- Given task: Please copy everything from the start of the listing down to the line containing "[[[9,171],[8,158],[3,148],[0,146],[0,170]]]", both ends included, adjusting every outline coordinate in the answers by -54. Leave the pictures out of your copy.

- Provided data:
========

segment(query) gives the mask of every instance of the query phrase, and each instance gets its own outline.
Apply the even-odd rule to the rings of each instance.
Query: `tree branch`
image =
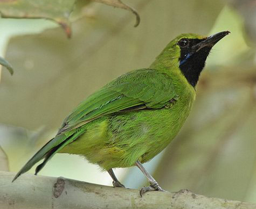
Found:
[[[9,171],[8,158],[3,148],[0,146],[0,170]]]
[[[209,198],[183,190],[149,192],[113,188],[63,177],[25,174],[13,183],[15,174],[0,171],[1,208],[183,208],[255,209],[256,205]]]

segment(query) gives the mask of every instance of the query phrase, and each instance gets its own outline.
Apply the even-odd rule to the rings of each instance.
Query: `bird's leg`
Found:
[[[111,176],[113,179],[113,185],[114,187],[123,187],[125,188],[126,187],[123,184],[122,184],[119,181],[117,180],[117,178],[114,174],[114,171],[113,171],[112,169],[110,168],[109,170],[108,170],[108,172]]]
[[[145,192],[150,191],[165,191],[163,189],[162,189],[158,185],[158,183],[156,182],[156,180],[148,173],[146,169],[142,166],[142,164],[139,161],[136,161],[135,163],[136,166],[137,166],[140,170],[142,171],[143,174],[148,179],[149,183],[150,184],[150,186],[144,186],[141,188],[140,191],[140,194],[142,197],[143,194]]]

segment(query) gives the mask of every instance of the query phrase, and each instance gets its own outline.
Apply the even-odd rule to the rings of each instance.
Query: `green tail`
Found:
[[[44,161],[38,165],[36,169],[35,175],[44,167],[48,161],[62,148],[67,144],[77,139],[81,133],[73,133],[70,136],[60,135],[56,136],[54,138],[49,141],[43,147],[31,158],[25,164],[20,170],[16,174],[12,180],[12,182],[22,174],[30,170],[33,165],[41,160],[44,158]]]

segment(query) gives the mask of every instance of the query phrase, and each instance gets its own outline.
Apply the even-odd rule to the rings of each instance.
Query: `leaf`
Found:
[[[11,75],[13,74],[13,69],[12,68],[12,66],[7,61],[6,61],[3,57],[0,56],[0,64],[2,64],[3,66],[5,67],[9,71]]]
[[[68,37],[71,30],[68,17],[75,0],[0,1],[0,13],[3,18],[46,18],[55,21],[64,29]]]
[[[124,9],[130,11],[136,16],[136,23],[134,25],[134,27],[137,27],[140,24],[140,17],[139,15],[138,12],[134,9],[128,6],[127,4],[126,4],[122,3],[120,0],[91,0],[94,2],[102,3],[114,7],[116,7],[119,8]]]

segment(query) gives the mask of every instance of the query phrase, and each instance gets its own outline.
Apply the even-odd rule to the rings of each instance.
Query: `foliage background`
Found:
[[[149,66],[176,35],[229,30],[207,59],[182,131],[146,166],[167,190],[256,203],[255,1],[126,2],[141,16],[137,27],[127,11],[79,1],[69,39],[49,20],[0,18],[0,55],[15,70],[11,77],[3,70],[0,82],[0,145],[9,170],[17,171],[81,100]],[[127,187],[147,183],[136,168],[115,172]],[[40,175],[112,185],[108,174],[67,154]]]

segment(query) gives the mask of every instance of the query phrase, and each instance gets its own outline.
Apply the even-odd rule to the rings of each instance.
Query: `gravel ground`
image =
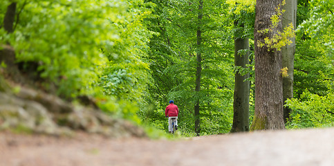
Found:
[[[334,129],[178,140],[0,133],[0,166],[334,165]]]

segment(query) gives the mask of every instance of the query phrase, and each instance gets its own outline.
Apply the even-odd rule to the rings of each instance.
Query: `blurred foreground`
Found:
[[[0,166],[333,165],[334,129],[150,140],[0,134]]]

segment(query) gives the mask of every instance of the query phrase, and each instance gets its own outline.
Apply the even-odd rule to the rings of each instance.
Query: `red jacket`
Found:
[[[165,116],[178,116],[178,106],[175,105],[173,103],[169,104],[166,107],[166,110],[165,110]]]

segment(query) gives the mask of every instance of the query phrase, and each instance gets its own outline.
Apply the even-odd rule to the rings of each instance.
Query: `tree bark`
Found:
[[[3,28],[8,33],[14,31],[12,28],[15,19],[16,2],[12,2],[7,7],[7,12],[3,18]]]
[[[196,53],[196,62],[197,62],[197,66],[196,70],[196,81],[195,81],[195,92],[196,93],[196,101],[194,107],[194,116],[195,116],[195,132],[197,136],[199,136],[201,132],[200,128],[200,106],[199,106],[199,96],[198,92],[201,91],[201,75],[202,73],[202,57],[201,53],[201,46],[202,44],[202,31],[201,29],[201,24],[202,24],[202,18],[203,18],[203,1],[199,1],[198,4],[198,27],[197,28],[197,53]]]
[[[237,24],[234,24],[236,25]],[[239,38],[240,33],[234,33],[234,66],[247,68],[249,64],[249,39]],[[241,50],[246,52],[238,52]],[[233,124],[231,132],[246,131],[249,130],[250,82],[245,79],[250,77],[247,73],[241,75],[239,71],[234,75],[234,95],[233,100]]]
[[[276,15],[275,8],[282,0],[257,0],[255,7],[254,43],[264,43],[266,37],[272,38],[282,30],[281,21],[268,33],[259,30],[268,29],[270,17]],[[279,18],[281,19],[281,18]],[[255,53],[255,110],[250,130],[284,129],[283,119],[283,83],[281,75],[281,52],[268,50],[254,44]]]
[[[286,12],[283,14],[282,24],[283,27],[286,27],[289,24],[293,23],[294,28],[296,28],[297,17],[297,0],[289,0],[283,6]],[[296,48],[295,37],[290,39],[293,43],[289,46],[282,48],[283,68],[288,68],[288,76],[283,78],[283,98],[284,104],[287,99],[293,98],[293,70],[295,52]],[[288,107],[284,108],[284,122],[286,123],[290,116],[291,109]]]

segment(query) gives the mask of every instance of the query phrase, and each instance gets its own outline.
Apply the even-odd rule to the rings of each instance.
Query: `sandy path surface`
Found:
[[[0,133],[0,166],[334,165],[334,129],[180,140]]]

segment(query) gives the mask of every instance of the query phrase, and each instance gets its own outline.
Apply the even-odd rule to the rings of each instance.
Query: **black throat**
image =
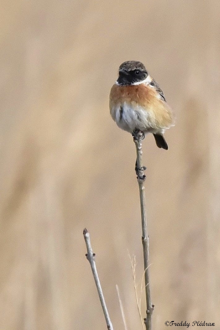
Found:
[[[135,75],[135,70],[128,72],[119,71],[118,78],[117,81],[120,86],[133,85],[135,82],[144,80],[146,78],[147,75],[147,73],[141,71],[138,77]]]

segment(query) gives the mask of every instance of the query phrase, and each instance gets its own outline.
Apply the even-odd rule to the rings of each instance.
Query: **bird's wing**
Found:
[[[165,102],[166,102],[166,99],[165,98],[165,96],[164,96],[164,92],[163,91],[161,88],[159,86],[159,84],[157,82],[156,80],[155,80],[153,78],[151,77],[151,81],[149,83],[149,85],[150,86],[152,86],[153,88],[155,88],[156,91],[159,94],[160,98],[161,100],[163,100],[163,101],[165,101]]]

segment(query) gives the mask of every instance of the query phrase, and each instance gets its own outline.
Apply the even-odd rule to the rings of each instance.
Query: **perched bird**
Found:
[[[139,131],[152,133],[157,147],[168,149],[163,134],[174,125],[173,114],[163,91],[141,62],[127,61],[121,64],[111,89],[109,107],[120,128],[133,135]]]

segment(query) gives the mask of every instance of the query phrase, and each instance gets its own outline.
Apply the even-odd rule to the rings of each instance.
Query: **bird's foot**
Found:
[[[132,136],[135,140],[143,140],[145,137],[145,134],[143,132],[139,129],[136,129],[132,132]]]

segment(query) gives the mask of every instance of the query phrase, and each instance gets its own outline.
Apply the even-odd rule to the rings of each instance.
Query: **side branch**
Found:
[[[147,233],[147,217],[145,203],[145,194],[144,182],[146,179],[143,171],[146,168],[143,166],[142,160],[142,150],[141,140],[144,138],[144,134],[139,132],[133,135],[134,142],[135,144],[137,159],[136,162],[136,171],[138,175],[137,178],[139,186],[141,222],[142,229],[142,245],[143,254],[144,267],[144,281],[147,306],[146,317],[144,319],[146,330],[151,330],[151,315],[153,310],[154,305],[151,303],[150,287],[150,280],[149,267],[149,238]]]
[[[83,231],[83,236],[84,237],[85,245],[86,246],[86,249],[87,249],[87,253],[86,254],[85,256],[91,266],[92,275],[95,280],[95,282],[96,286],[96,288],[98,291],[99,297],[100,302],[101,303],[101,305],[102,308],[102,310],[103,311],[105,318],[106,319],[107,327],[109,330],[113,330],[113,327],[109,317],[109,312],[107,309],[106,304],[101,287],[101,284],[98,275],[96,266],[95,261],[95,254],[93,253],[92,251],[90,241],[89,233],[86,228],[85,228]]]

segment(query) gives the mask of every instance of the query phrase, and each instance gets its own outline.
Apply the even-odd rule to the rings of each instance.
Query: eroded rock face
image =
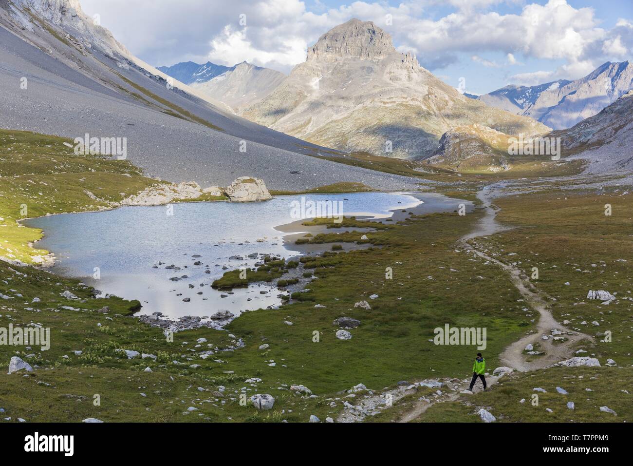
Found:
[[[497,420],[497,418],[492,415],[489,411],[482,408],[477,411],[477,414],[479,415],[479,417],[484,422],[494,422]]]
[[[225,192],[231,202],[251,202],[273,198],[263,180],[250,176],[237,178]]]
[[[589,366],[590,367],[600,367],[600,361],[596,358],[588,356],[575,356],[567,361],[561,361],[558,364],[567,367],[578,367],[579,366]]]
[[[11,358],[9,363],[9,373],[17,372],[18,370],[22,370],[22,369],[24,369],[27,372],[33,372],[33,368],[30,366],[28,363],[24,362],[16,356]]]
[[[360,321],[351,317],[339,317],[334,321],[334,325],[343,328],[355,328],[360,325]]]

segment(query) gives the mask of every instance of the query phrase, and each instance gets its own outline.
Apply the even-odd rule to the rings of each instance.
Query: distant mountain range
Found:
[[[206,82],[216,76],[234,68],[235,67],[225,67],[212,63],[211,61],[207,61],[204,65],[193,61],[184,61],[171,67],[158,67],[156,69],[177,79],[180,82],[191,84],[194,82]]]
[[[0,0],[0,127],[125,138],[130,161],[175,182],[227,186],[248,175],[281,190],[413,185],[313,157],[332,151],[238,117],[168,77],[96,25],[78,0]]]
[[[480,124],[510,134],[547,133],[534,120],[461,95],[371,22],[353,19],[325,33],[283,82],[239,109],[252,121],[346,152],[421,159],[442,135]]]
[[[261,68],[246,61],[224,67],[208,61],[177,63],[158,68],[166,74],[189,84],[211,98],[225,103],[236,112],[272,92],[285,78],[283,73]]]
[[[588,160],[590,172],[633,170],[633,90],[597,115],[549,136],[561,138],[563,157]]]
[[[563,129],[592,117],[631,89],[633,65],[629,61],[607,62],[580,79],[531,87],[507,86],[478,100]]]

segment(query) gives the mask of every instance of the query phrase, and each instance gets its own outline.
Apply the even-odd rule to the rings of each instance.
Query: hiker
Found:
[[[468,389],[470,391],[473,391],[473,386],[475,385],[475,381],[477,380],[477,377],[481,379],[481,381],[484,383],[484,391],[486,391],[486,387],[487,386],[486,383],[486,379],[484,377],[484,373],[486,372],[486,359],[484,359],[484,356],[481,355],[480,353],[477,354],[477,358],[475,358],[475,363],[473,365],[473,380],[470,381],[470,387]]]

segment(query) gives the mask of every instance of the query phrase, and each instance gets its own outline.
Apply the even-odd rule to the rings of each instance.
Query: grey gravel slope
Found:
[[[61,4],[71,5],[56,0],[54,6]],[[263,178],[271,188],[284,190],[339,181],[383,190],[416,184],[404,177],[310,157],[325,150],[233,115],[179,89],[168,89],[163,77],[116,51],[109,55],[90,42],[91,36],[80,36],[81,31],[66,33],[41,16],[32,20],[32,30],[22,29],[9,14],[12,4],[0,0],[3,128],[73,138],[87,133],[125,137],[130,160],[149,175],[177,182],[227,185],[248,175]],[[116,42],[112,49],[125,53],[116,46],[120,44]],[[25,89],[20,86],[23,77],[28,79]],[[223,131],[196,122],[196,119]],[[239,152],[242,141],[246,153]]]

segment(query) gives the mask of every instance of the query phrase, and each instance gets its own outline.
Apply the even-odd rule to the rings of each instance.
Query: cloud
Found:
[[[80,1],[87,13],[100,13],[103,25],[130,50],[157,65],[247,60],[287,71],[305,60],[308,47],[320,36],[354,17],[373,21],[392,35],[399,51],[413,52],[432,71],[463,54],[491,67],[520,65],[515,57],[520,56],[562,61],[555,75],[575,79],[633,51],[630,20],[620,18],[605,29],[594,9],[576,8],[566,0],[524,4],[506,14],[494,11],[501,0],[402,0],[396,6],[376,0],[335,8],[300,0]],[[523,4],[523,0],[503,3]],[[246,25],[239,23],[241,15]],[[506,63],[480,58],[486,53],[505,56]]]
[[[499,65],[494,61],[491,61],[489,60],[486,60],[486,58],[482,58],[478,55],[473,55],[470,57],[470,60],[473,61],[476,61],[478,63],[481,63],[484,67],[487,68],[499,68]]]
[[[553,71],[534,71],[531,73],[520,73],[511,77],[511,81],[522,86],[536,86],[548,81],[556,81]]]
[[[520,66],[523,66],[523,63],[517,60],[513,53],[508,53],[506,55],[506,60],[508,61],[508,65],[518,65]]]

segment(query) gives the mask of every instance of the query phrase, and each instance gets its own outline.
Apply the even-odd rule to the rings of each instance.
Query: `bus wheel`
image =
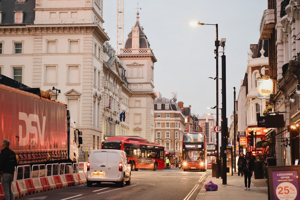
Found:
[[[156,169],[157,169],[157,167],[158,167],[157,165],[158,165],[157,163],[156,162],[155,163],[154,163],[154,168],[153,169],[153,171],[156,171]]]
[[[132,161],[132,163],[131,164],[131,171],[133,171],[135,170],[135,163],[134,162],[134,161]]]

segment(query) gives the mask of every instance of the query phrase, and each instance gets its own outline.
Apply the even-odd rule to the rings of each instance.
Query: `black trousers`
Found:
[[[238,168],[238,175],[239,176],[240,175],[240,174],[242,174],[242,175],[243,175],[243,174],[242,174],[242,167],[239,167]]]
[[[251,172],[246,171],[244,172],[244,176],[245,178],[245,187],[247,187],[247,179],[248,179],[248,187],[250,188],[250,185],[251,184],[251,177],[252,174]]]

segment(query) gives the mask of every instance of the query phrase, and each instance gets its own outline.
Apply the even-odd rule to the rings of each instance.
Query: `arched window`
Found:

========

- Written solution:
segment(query) gives the mask of every instance of the query phrase, and each instance gets its own outline.
Apply the even-odd rule to the rings of each instance.
Query: `tree branch`
image =
Found:
[[[-45,117],[-46,104],[-51,94],[-54,92],[-54,116]]]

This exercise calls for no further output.